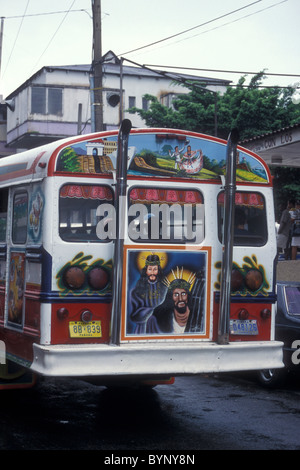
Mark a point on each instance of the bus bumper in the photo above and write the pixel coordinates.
(146, 359)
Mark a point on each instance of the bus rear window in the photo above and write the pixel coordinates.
(250, 226)
(78, 211)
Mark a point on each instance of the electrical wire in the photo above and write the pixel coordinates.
(230, 22)
(53, 36)
(16, 38)
(223, 71)
(190, 29)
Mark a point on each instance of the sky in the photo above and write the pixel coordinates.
(234, 37)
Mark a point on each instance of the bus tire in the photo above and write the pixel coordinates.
(271, 378)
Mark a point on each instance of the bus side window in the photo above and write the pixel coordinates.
(3, 213)
(250, 228)
(20, 218)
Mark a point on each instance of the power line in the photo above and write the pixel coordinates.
(46, 13)
(223, 71)
(190, 29)
(231, 22)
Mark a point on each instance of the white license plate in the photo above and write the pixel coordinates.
(243, 327)
(80, 329)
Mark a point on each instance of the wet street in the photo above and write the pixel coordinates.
(196, 413)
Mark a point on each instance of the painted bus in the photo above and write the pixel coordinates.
(136, 255)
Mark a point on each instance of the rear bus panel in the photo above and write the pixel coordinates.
(64, 322)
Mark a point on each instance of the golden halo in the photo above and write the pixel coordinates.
(180, 273)
(142, 256)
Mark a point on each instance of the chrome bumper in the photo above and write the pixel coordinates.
(147, 359)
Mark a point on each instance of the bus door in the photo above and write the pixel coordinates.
(166, 270)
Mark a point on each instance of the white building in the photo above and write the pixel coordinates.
(57, 102)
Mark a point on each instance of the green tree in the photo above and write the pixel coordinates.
(252, 109)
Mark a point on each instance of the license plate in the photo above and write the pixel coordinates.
(243, 327)
(80, 329)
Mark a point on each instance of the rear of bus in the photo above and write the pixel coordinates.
(169, 262)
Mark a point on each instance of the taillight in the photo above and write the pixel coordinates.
(62, 313)
(74, 277)
(98, 278)
(237, 280)
(265, 313)
(243, 314)
(253, 279)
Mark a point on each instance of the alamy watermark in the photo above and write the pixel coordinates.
(296, 354)
(164, 221)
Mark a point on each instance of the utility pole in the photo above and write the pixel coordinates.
(1, 40)
(97, 106)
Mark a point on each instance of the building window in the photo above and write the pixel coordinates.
(46, 100)
(3, 213)
(55, 101)
(38, 100)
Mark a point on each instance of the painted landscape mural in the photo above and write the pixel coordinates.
(164, 155)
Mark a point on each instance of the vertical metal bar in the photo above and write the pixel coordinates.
(229, 202)
(120, 213)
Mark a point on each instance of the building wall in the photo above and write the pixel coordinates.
(26, 127)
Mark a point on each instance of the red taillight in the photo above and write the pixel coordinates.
(74, 277)
(98, 278)
(86, 316)
(243, 314)
(265, 313)
(253, 279)
(62, 313)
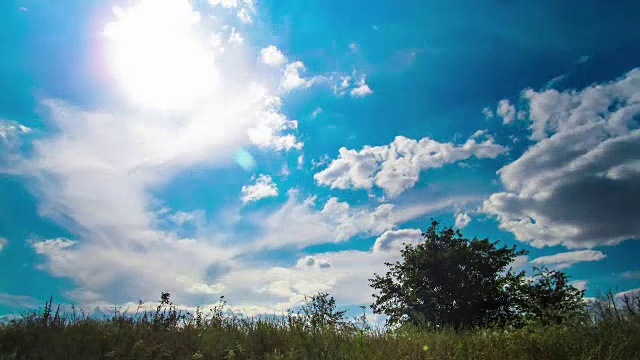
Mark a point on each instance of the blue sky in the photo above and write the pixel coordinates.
(264, 150)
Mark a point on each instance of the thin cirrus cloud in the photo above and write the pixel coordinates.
(396, 167)
(567, 259)
(264, 187)
(117, 250)
(271, 55)
(577, 185)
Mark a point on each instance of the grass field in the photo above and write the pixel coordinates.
(169, 334)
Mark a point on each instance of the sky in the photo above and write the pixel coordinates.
(267, 150)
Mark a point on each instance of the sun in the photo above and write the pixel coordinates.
(157, 57)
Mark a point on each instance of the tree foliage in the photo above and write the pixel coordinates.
(449, 280)
(548, 298)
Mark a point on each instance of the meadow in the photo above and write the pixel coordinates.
(611, 332)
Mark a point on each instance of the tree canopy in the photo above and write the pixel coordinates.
(449, 280)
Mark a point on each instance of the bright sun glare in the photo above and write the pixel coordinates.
(157, 57)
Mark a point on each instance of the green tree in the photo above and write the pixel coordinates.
(548, 298)
(449, 280)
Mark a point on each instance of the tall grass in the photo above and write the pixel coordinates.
(165, 333)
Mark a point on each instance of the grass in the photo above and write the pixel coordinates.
(169, 334)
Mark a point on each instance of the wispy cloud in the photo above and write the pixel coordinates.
(264, 187)
(567, 259)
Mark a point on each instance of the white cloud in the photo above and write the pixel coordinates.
(576, 185)
(263, 188)
(341, 88)
(462, 220)
(567, 259)
(235, 37)
(17, 301)
(506, 111)
(267, 133)
(243, 15)
(300, 162)
(224, 3)
(271, 55)
(206, 289)
(95, 175)
(317, 111)
(292, 76)
(10, 132)
(395, 239)
(631, 274)
(579, 284)
(397, 166)
(362, 89)
(487, 113)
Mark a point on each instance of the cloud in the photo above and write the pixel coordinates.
(317, 111)
(632, 292)
(10, 133)
(631, 274)
(263, 188)
(579, 284)
(343, 274)
(395, 239)
(95, 172)
(243, 15)
(225, 3)
(358, 88)
(361, 89)
(300, 162)
(312, 262)
(576, 186)
(235, 37)
(488, 114)
(506, 111)
(268, 132)
(17, 301)
(567, 259)
(340, 89)
(271, 55)
(397, 166)
(292, 77)
(462, 220)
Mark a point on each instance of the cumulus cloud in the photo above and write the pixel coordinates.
(235, 37)
(396, 167)
(462, 220)
(312, 262)
(361, 89)
(341, 87)
(271, 55)
(95, 173)
(17, 301)
(293, 78)
(243, 15)
(506, 111)
(577, 185)
(395, 239)
(579, 284)
(263, 188)
(487, 113)
(567, 259)
(10, 134)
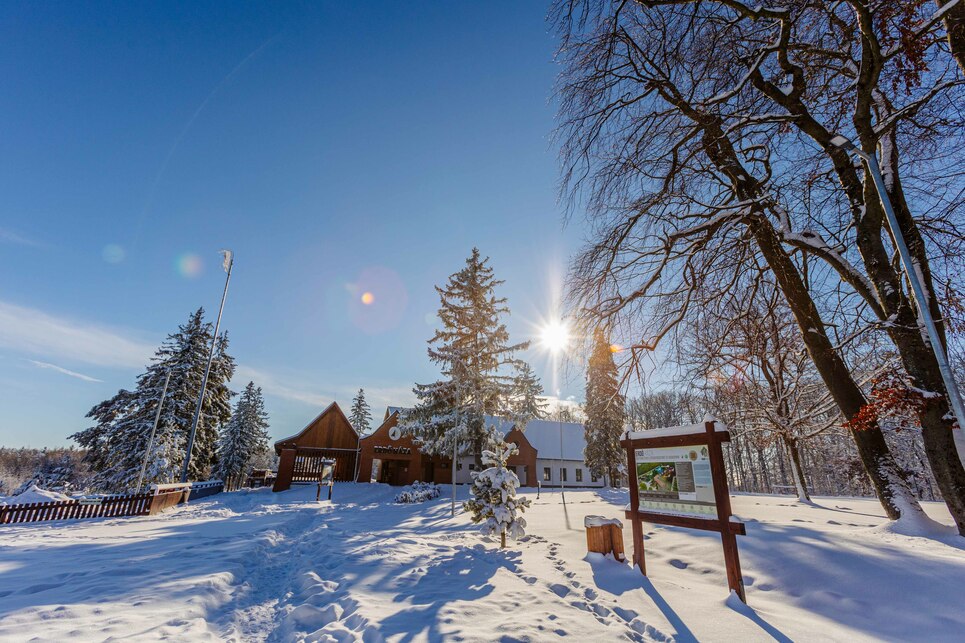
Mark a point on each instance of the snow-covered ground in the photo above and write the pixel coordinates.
(251, 566)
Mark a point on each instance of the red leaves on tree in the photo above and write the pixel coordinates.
(891, 397)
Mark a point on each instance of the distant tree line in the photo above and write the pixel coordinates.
(129, 436)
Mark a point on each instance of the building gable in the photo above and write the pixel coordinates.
(329, 430)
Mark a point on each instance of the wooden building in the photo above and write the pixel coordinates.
(328, 436)
(388, 456)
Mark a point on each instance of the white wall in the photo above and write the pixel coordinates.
(571, 466)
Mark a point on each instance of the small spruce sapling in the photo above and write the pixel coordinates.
(494, 502)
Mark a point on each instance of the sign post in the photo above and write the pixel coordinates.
(677, 478)
(326, 476)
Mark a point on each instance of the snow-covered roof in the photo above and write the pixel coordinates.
(544, 435)
(686, 429)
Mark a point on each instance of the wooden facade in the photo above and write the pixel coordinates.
(389, 457)
(329, 436)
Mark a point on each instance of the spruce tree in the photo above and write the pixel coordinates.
(494, 502)
(481, 375)
(244, 438)
(361, 415)
(118, 442)
(605, 413)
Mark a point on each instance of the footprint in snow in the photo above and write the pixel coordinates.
(625, 614)
(559, 590)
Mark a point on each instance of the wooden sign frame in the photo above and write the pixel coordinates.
(321, 481)
(728, 528)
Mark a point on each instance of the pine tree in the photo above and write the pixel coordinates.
(605, 413)
(494, 502)
(244, 438)
(361, 415)
(481, 374)
(118, 442)
(52, 473)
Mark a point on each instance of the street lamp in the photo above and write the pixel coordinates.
(228, 262)
(914, 278)
(555, 338)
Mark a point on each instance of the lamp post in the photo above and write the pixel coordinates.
(228, 263)
(150, 440)
(555, 338)
(914, 278)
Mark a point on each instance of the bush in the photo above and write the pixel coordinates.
(418, 492)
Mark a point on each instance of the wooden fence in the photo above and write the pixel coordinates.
(160, 498)
(108, 507)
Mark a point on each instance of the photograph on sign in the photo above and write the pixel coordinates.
(676, 480)
(328, 473)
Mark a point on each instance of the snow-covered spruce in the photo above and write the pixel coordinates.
(361, 415)
(244, 438)
(117, 445)
(494, 502)
(481, 372)
(56, 474)
(418, 492)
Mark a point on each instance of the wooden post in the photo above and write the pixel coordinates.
(735, 579)
(286, 468)
(639, 558)
(616, 542)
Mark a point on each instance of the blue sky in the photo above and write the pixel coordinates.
(337, 148)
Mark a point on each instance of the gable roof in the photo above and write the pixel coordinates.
(330, 407)
(543, 435)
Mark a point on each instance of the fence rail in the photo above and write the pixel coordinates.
(113, 506)
(108, 507)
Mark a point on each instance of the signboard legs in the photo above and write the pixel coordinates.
(675, 476)
(637, 527)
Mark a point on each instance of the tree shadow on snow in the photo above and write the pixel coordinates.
(462, 575)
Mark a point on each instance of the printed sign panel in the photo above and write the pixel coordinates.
(676, 480)
(328, 473)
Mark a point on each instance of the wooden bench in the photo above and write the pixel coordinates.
(604, 536)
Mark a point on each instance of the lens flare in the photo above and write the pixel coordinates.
(113, 253)
(189, 265)
(379, 300)
(555, 336)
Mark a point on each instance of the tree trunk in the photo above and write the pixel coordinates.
(796, 471)
(918, 358)
(955, 28)
(886, 476)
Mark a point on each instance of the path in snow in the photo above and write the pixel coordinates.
(257, 566)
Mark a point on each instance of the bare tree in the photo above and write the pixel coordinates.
(689, 129)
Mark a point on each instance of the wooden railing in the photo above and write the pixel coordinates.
(160, 498)
(107, 507)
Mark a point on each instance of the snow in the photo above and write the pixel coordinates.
(34, 494)
(686, 429)
(600, 521)
(254, 566)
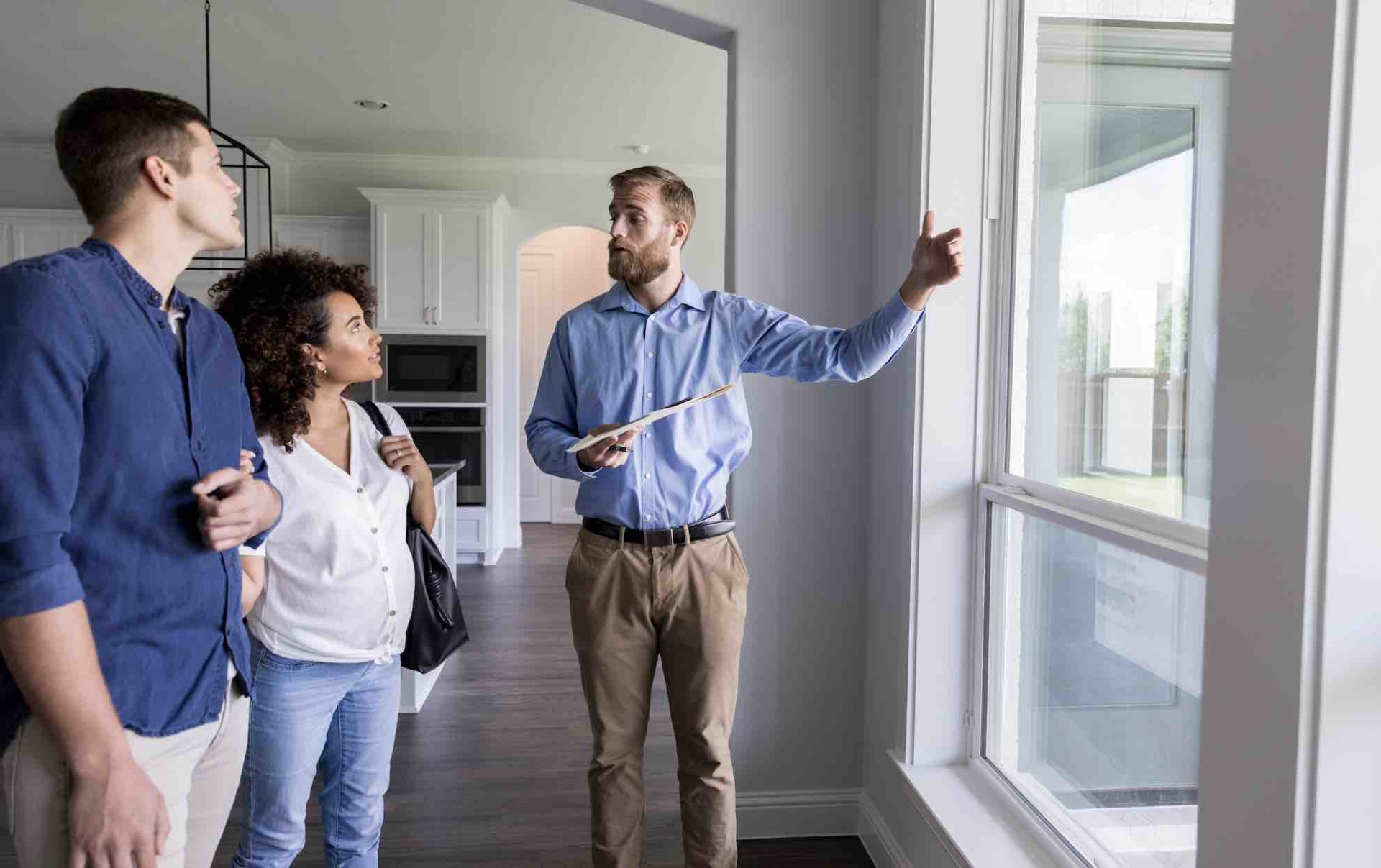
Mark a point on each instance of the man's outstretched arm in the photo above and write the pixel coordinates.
(783, 345)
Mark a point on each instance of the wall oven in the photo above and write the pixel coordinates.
(447, 437)
(432, 369)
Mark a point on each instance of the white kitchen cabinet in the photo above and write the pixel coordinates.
(473, 529)
(32, 232)
(434, 258)
(401, 267)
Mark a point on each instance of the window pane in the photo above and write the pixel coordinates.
(1118, 217)
(1095, 670)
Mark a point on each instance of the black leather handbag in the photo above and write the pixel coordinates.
(438, 626)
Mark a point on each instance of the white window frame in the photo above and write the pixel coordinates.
(1178, 543)
(1282, 716)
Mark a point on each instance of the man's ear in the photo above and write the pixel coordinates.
(160, 174)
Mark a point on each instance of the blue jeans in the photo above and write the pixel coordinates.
(309, 716)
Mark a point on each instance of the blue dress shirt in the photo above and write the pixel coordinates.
(101, 441)
(611, 360)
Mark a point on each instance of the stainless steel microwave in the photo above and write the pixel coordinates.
(432, 369)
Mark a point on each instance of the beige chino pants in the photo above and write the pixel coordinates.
(196, 770)
(629, 605)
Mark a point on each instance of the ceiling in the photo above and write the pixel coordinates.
(524, 79)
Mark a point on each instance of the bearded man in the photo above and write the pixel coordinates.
(656, 569)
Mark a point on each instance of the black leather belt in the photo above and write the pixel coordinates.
(714, 526)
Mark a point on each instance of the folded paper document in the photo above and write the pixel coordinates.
(647, 420)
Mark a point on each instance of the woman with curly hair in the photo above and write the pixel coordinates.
(329, 595)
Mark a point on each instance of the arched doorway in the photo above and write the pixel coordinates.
(557, 271)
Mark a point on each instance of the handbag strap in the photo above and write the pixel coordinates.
(381, 424)
(378, 417)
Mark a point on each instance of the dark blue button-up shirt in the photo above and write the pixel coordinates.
(103, 434)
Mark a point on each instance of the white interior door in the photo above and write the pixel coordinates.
(558, 271)
(537, 294)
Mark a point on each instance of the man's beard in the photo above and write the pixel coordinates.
(639, 267)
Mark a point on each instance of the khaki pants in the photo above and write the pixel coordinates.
(687, 603)
(196, 770)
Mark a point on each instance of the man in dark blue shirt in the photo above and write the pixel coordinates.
(122, 506)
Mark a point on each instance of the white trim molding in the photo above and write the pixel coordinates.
(878, 836)
(798, 813)
(1162, 43)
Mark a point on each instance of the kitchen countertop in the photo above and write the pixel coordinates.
(442, 471)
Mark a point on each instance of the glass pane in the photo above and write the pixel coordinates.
(1118, 219)
(1095, 671)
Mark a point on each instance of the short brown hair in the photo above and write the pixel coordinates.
(675, 195)
(105, 134)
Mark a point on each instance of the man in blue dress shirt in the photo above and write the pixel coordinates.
(656, 569)
(123, 504)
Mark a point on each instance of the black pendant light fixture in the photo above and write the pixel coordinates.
(237, 157)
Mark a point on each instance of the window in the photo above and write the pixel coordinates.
(1098, 467)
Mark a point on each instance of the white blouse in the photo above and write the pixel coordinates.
(339, 580)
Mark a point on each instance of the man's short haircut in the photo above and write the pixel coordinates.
(104, 137)
(675, 195)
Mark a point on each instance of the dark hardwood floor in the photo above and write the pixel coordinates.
(491, 775)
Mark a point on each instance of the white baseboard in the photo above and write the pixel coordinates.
(878, 836)
(798, 813)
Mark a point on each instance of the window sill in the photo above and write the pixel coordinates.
(972, 821)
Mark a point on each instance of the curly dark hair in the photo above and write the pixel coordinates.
(274, 306)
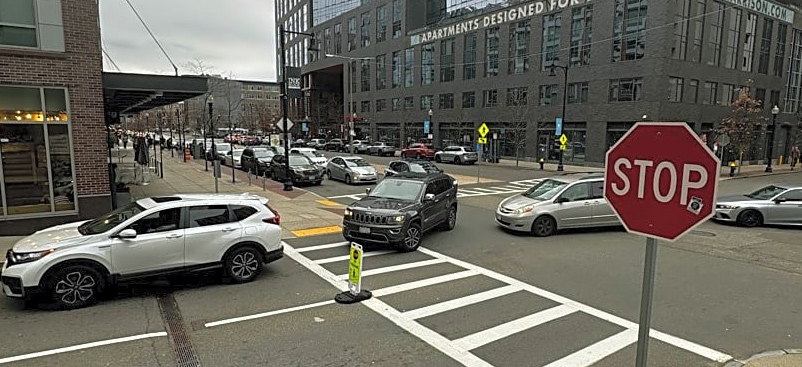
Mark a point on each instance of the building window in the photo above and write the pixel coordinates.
(710, 95)
(397, 6)
(728, 94)
(426, 102)
(397, 71)
(779, 55)
(794, 83)
(468, 99)
(338, 38)
(716, 28)
(749, 42)
(447, 60)
(469, 57)
(550, 45)
(681, 23)
(546, 95)
(351, 34)
(446, 101)
(629, 30)
(733, 38)
(626, 90)
(409, 67)
(381, 72)
(427, 61)
(35, 143)
(381, 23)
(519, 47)
(491, 52)
(765, 47)
(693, 91)
(365, 77)
(490, 98)
(581, 32)
(517, 96)
(578, 92)
(675, 89)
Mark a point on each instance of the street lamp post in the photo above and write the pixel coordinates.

☆ ☆ ☆ ☆

Work to do:
Reproduce the lines of the listing between the line holding "Mark a point on each instance of the ceiling" and the line holding "(1098, 467)", inclusive, replacing "kitchen countertop" with "kitchen island" and leaving everything else unchanged.

Worked answer:
Mark a point on each instance of the ceiling in the photo above and write the pixel coordinates.
(524, 79)
Mark a point on each instance of the bearded man in the photo above and write the pixel coordinates.
(656, 569)
Mark a point on each instance of the black leather belt in the photo above and write the pixel coordinates.
(714, 526)
Mark a point on each instance of the folded paper document in the photo above and write the pixel coordinates.
(647, 420)
Mark a point on each instance of the woman with curly hair in the photo above and write the pixel coordinates.
(329, 595)
Mark a point on each instance of the arched doorway in the photo above and write the pixel coordinates.
(557, 271)
Mark a point on each instance of the handbag strap in the photo above and write the pixel coordinates.
(381, 424)
(378, 417)
Mark a point on each instance of the dark blue button-up shirt in the photo above and write the pixel coordinates.
(103, 434)
Mark a point on each instance of the white interior door in the photo above and write the pixel coordinates.
(558, 271)
(537, 294)
Mark a point on each instance of the man's beard in the photo above and write the pixel coordinates.
(639, 267)
Mark a point on each instance of the khaki pants in the photo above and write the pixel coordinates.
(687, 603)
(196, 770)
Mark a point on each instance of the man in dark blue shirt in the photo above and write the pixel coordinates.
(122, 506)
Mark a point on each instance of the white trim molding in the photo above and write the pixel coordinates.
(878, 836)
(798, 813)
(1162, 43)
Mark a point on each instance of the kitchen island in the photo above and write the pixel coordinates.
(442, 471)
Mark a point on each instance of the glass pane in the photo above and write the pixel coordinates.
(1118, 219)
(1095, 671)
Mark a point on each instance of the short brown hair in the photo above and write the pixel coordinates.
(675, 195)
(105, 134)
Mark a point on each instance of the man in blue dress shirt in the photo above and write the pixel coordinates.
(656, 569)
(123, 504)
Mark a point on each instance of the black pendant light fixture in the photo above and write the pixel coordinates.
(237, 157)
Mark a point on each instance of the window in the photo above and write the pixel coordinates.
(1098, 467)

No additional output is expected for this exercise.